Position annotation rows:
───

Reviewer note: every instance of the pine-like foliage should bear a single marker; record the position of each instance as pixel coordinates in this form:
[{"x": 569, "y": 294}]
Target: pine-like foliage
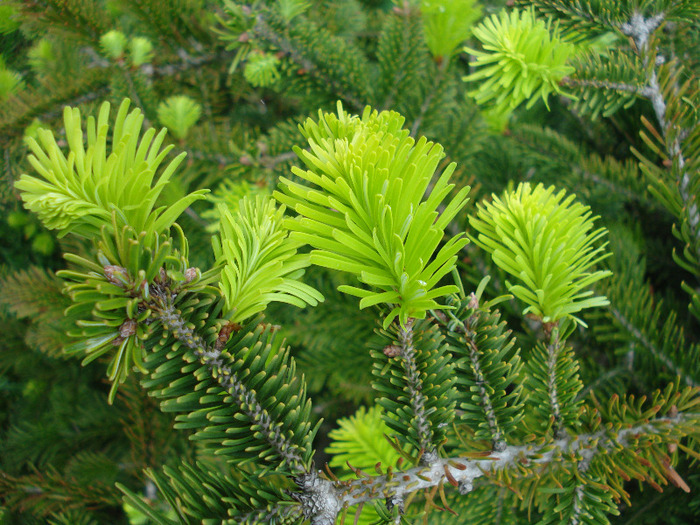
[{"x": 545, "y": 372}]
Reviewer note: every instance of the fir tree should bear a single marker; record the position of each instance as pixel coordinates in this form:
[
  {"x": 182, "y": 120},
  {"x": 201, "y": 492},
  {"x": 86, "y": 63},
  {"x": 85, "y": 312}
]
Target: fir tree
[{"x": 424, "y": 242}]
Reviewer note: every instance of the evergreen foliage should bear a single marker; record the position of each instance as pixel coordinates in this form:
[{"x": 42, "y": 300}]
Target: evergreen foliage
[{"x": 546, "y": 372}]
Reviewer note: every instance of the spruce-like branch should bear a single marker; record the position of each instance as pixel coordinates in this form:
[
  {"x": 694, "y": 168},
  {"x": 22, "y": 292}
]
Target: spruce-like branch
[{"x": 246, "y": 399}]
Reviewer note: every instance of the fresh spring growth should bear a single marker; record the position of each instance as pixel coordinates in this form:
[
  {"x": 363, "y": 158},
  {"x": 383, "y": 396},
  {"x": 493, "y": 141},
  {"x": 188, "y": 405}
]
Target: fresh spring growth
[
  {"x": 369, "y": 210},
  {"x": 260, "y": 261},
  {"x": 546, "y": 241},
  {"x": 79, "y": 192},
  {"x": 447, "y": 23},
  {"x": 179, "y": 114},
  {"x": 523, "y": 58}
]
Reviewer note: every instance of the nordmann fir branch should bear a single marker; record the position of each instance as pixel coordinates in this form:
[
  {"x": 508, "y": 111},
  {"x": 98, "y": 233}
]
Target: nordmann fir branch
[
  {"x": 554, "y": 348},
  {"x": 463, "y": 471},
  {"x": 407, "y": 354},
  {"x": 465, "y": 329},
  {"x": 210, "y": 355},
  {"x": 641, "y": 29}
]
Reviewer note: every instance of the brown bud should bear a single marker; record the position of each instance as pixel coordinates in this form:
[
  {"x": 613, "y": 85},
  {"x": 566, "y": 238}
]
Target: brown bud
[
  {"x": 117, "y": 275},
  {"x": 225, "y": 333},
  {"x": 391, "y": 350},
  {"x": 128, "y": 328}
]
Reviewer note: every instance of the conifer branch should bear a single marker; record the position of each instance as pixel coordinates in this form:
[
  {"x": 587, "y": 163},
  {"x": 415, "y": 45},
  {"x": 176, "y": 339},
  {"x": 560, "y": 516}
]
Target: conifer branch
[
  {"x": 641, "y": 29},
  {"x": 171, "y": 319},
  {"x": 498, "y": 442},
  {"x": 264, "y": 30},
  {"x": 554, "y": 348},
  {"x": 437, "y": 79},
  {"x": 655, "y": 351},
  {"x": 417, "y": 399},
  {"x": 465, "y": 472}
]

───

Instructions to follow >>
Give back the stretch from the line containing "Reviewer note: every instance of the spruce-like" through the end of the rows, replacing "single marker" with "single point" and leaving everything else unchanged.

Written solution >>
Reviewer note: every instance of the spruce-like branch should bear a single point; record the position of each instance as pixel coordinates in this form:
[
  {"x": 694, "y": 168},
  {"x": 22, "y": 292}
]
Target: spruce-like branch
[{"x": 246, "y": 399}]
Reviewer note: every instance of the fresh spring growth should bear a single point; record the position of each instance as pixel coordinates in this form:
[
  {"x": 363, "y": 158},
  {"x": 383, "y": 396},
  {"x": 493, "y": 141},
  {"x": 188, "y": 405}
]
Target: fresh spring growth
[
  {"x": 369, "y": 210},
  {"x": 260, "y": 261},
  {"x": 546, "y": 241},
  {"x": 79, "y": 192},
  {"x": 447, "y": 23},
  {"x": 179, "y": 114},
  {"x": 523, "y": 58}
]
Reviewer note: every instance of the nordmann fir branch should bear a single point; record the position of each instance as pixel coordinates in this form:
[
  {"x": 508, "y": 111},
  {"x": 98, "y": 233}
]
Target: nordmann fir branch
[
  {"x": 554, "y": 348},
  {"x": 463, "y": 471},
  {"x": 407, "y": 354},
  {"x": 465, "y": 329},
  {"x": 210, "y": 355},
  {"x": 641, "y": 29}
]
Reviewer note: every instance of the brown bud should bear a single point; record the position of each instance as pixel coordinates in this form:
[
  {"x": 613, "y": 85},
  {"x": 566, "y": 238}
]
Target: brown bud
[
  {"x": 117, "y": 275},
  {"x": 225, "y": 333},
  {"x": 391, "y": 350},
  {"x": 128, "y": 328}
]
Reviewer note: every instance of the conifer branch should bear a single point; record the position of each instance as pixel coordinates in this form:
[
  {"x": 587, "y": 163},
  {"x": 415, "y": 45},
  {"x": 176, "y": 339},
  {"x": 560, "y": 516}
]
Target: conifer branch
[
  {"x": 641, "y": 29},
  {"x": 171, "y": 319},
  {"x": 498, "y": 442},
  {"x": 264, "y": 30},
  {"x": 554, "y": 348},
  {"x": 437, "y": 79},
  {"x": 655, "y": 351},
  {"x": 417, "y": 399},
  {"x": 465, "y": 472}
]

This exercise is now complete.